### READING PASSAGE
· · · · · · ·
This is an automated email from the ASF dual-hosted git repository.
abstractdog pushed a commit to branch master
in repository https://gitbox.apache.org/repos/asf/hive.git
The following commit(s) were added to refs/heads/master by this push:
new 7060d94843f HIVE-27328: Acid dirCache is not invalidated in TezAMs
while dropping table (#6309)
7060d94843f is described below
commit 7060d94843fdbc548445db6aac84dd60b44641ee
Author: Bodor Laszlo <[email protected]>
AuthorDate: Wed Feb 18 08:56:08 2026 +0100
HIVE-27328: Acid dirCache is not invalidated in TezAMs while dropping table
(#6309)
---
.../hadoop/hive/ql/exec/TableScanOperator.java | 10 +++++-
.../org/apache/hadoop/hive/ql/exec/Utilities.java | 41 ++++++++++++++++++++++
.../org/apache/hadoop/hive/ql/io/AcidUtils.java | 26 +++++++++++---
.../apache/hadoop/hive/ql/plan/TestMapWork.java | 37 +++++++++++++++++++
4 files changed, 108 insertions(+), 6 deletions(-)
diff --git a/ql/src/java/org/apache/hadoop/hive/ql/exec/TableScanOperator.java
b/ql/src/java/org/apache/hadoop/hive/ql/exec/TableScanOperator.java
index 5b1a7a7c2a1..8a1e9676849 100644
--- a/ql/src/java/org/apache/hadoop/hive/ql/exec/TableScanOperator.java
+++ b/ql/src/java/org/apache/hadoop/hive/ql/exec/TableScanOperator.java
@@ -57,7 +57,7 @@
* read as part of map-reduce framework
**/
public class TableScanOperator extends Operator<TableScanDesc> implements
- Serializable, VectorizationContextRegion {
+ Serializable, VectorizationContextRegion, IConfigureJobConf {
private static final long serialVersionUID = 1L;
private VectorizationContext taskVectorizationContext;
@@ -87,6 +87,14 @@ public class TableScanOperator extends
Operator<TableScanDesc> implements
private ProbeDecodeContext probeDecodeContextSet;
+ @Override
+ public void configureJobConf(JobConf job) {
+ // Safety checks: table metadata may be null in certain scenarios,
particularly in test cases.
· · · · · · ·
### DATASET SECTION

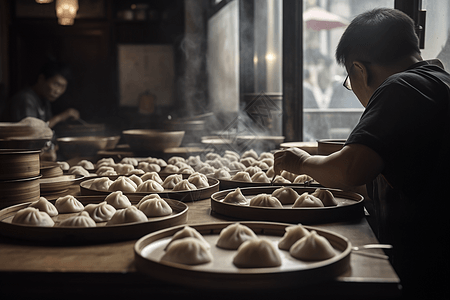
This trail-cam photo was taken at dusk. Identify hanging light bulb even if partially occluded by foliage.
[56,0,78,25]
· · · · · · ·
### TASK TO COMPLETE
According to the commit email, how many insertions and deletions did the change make across its four files?

### SOLVED PROBLEM
108 insertions and 6 deletions.